# What you will do
Render the data from the line holding "Find woman's right" through the line holding "[115, 0, 211, 49]", inclusive, as a Markdown table with the columns Row and Line. Give each line its own numbered row and leave out any blank lines.

# Entries
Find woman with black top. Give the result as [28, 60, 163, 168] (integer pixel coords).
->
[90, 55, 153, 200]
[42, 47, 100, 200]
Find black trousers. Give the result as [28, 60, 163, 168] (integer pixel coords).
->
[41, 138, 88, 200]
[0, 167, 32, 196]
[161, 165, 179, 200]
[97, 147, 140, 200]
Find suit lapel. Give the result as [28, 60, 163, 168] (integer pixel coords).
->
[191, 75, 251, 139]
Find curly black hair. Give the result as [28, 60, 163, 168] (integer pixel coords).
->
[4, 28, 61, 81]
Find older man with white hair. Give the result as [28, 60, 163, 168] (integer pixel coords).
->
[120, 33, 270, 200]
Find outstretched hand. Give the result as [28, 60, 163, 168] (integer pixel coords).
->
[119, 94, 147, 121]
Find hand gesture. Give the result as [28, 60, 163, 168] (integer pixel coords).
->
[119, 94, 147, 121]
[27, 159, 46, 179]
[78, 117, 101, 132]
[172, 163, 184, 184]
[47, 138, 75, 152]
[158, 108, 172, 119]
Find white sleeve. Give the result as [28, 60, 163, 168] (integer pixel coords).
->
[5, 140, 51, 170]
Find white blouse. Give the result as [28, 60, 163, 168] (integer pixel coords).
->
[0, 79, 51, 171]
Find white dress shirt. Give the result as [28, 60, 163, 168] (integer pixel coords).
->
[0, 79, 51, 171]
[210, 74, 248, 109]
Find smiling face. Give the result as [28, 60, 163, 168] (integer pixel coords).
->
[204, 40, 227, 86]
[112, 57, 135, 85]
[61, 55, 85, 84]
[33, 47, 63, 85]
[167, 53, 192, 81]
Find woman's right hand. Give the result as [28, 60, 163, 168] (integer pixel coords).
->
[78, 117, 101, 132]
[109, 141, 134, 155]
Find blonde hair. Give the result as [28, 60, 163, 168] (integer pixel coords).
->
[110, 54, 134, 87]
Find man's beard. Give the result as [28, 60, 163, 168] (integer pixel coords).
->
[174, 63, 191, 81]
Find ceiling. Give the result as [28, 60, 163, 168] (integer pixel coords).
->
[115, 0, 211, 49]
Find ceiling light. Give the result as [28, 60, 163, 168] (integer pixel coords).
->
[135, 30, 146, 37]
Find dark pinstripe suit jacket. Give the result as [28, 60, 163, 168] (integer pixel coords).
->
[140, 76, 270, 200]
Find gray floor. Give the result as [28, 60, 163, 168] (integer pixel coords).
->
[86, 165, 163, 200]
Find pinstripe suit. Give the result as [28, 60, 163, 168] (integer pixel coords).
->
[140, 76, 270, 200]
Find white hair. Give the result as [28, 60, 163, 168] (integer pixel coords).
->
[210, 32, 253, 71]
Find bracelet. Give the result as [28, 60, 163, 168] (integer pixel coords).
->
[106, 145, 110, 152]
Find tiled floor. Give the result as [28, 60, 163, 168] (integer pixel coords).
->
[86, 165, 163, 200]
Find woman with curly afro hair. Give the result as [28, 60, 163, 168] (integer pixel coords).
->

# Exercise solution
| Row | Line |
|---|---|
| 1 | Find woman's right hand. Give the result as [28, 60, 163, 168] (integer pixel coords). |
| 2 | -> |
| 3 | [78, 117, 101, 132] |
| 4 | [109, 141, 134, 155] |
| 5 | Find blonde hair. Give the result as [28, 60, 163, 168] (integer pixel coords). |
| 6 | -> |
| 7 | [110, 54, 134, 87] |
| 8 | Find man's beard. Give the result as [28, 60, 163, 168] (integer pixel coords). |
| 9 | -> |
| 10 | [174, 63, 191, 81] |
| 11 | Find ceiling. Give the result as [28, 60, 163, 168] (integer pixel coords). |
| 12 | -> |
| 13 | [115, 0, 211, 49] |